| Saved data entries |
——

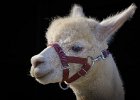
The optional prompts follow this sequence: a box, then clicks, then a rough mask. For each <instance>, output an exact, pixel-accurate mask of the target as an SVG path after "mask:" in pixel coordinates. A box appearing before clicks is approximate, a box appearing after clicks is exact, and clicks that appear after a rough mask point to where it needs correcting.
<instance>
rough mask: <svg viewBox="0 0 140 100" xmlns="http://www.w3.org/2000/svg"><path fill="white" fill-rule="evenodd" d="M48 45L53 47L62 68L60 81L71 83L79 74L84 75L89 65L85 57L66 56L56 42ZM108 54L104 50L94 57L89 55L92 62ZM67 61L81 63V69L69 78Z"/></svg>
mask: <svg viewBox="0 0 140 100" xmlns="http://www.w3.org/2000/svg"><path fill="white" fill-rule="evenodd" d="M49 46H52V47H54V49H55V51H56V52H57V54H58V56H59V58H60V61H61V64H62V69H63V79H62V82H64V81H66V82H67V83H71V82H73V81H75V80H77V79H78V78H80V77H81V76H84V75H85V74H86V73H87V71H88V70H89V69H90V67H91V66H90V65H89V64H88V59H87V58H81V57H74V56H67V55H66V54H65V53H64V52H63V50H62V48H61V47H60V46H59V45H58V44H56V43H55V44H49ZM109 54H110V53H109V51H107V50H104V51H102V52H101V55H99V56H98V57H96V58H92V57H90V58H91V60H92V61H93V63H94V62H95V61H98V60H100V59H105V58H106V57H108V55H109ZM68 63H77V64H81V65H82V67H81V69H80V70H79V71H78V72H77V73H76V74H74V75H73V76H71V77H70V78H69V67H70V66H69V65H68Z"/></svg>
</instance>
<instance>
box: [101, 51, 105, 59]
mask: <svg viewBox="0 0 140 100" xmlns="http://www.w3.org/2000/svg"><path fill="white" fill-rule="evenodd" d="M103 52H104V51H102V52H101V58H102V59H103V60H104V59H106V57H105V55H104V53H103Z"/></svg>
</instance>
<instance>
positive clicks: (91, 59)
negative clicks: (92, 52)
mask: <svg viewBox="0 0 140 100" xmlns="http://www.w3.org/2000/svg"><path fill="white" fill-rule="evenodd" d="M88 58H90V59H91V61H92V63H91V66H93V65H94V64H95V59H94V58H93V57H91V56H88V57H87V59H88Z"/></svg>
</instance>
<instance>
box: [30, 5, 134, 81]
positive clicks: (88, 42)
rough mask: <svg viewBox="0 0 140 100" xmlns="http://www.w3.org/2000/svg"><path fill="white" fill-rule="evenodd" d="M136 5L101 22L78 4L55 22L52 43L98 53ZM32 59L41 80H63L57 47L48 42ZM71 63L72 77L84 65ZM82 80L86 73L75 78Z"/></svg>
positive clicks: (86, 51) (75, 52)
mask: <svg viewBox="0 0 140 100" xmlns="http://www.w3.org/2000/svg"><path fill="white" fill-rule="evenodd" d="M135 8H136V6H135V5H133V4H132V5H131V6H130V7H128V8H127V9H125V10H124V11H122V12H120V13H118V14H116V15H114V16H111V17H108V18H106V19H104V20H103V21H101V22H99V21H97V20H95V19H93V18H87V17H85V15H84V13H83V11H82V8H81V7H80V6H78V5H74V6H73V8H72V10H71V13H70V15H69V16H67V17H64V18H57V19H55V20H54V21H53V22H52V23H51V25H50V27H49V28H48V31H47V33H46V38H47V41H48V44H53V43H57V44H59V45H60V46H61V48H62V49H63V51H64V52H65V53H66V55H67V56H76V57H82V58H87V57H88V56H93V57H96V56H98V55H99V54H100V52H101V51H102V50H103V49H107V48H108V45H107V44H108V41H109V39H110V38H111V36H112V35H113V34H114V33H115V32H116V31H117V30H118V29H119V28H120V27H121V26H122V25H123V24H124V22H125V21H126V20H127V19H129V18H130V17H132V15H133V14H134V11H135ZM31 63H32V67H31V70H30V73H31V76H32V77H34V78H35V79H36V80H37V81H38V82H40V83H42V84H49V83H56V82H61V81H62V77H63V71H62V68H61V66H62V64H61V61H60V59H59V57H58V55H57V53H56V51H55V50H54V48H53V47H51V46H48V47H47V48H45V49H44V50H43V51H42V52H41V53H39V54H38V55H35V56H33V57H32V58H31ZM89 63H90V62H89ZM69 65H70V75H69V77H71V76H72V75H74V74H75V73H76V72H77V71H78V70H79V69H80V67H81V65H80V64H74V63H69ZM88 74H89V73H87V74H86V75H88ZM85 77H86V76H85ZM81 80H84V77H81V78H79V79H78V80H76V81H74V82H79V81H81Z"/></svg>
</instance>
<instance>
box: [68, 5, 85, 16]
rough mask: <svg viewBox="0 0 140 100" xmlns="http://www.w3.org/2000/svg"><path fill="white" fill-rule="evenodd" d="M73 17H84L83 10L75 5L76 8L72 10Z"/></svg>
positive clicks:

——

| TO-DO ITEM |
Retype the material above line for line with no changes, leaving out the pictures.

| WRITTEN RESPONSE |
The optional prompts follow this sequence: a box, then clicks, then a rough mask. For each <instance>, output an exact, pixel-accurate mask of the target as an SVG path after "mask:" in pixel coordinates. A box appearing before clicks is approximate, a box appearing after clicks is exact, and clicks that appear after a rough mask point to where it needs correcting.
<instance>
rough mask: <svg viewBox="0 0 140 100" xmlns="http://www.w3.org/2000/svg"><path fill="white" fill-rule="evenodd" d="M48 45L53 47L62 68L60 81L71 83L79 74L84 75L89 65L85 57L66 56L56 42ZM108 54L104 50L94 57L89 55L92 62ZM67 61L81 63V69L69 78Z"/></svg>
mask: <svg viewBox="0 0 140 100" xmlns="http://www.w3.org/2000/svg"><path fill="white" fill-rule="evenodd" d="M49 46H52V47H54V49H55V51H56V52H57V54H58V56H59V58H60V61H61V64H62V69H63V79H62V82H64V81H66V82H67V83H71V82H73V81H75V80H77V79H78V78H80V77H81V76H84V75H85V74H86V73H87V71H88V70H89V69H90V67H91V66H90V65H89V64H88V59H87V58H81V57H74V56H67V55H66V54H65V53H64V52H63V50H62V48H61V47H60V46H59V45H58V44H56V43H55V44H49ZM109 54H110V53H109V51H107V50H104V51H102V52H101V55H99V56H98V57H96V58H92V57H90V58H91V60H92V61H93V63H94V62H95V61H98V60H100V59H105V58H106V57H108V55H109ZM68 63H77V64H81V65H82V67H81V69H80V70H79V71H78V72H77V73H76V74H74V75H73V76H71V77H70V78H69V67H70V66H69V65H68Z"/></svg>
</instance>
<instance>
box: [101, 51, 105, 59]
mask: <svg viewBox="0 0 140 100" xmlns="http://www.w3.org/2000/svg"><path fill="white" fill-rule="evenodd" d="M103 52H104V51H102V52H101V58H102V59H103V60H104V59H106V57H105V55H104V53H103Z"/></svg>
</instance>
<instance>
positive clicks: (91, 59)
negative clicks: (92, 52)
mask: <svg viewBox="0 0 140 100" xmlns="http://www.w3.org/2000/svg"><path fill="white" fill-rule="evenodd" d="M88 58H90V59H91V61H92V63H91V66H93V65H94V64H95V59H94V58H93V57H91V56H88V57H87V59H88Z"/></svg>
</instance>
<instance>
box: [30, 5, 134, 81]
positive clicks: (88, 42)
rough mask: <svg viewBox="0 0 140 100" xmlns="http://www.w3.org/2000/svg"><path fill="white" fill-rule="evenodd" d="M136 5L101 22L78 4L55 22L52 43L98 53ZM32 59L41 80H63L57 47L48 42ZM71 63L72 77L84 65ZM82 80L86 73L75 78Z"/></svg>
positive clicks: (86, 51) (75, 52)
mask: <svg viewBox="0 0 140 100" xmlns="http://www.w3.org/2000/svg"><path fill="white" fill-rule="evenodd" d="M135 8H136V6H135V5H133V4H132V5H131V6H130V7H128V8H127V9H125V10H124V11H122V12H120V13H118V14H116V15H114V16H111V17H108V18H106V19H104V20H103V21H101V22H99V21H97V20H95V19H93V18H87V17H85V15H84V13H83V11H82V8H81V7H80V6H78V5H74V6H73V8H72V10H71V13H70V15H69V16H67V17H64V18H57V19H55V20H54V21H53V22H52V23H51V25H50V27H49V28H48V31H47V33H46V38H47V41H48V44H53V43H57V44H59V45H60V46H61V48H62V49H63V51H64V52H65V53H66V55H67V56H76V57H82V58H87V57H88V56H93V57H96V56H98V55H99V54H100V52H101V51H102V50H103V49H107V48H108V45H107V44H108V41H109V39H110V38H111V36H112V35H113V34H114V33H115V32H116V31H117V30H118V29H119V28H120V27H121V26H122V25H123V24H124V22H125V21H126V20H127V19H129V18H130V17H132V15H133V14H134V11H135ZM31 63H32V67H31V70H30V73H31V76H32V77H34V78H35V79H36V80H37V81H38V82H40V83H42V84H49V83H56V82H61V81H62V77H63V71H62V68H61V66H62V64H61V61H60V59H59V57H58V55H57V53H56V51H55V50H54V48H53V47H51V46H48V47H47V48H45V49H44V50H43V51H42V52H41V53H39V54H38V55H35V56H33V57H32V58H31ZM89 63H90V62H89ZM69 65H70V75H69V77H71V76H72V75H74V74H75V73H76V72H77V71H78V70H79V69H80V67H81V65H80V64H74V63H69ZM88 74H89V73H87V74H86V75H88ZM85 77H86V76H85ZM81 80H84V77H81V78H79V79H78V80H76V81H74V82H79V81H81Z"/></svg>
</instance>
<instance>
box: [68, 5, 85, 16]
rough mask: <svg viewBox="0 0 140 100" xmlns="http://www.w3.org/2000/svg"><path fill="white" fill-rule="evenodd" d="M73 17H84L83 10L75 5L76 8L72 10Z"/></svg>
positive clicks:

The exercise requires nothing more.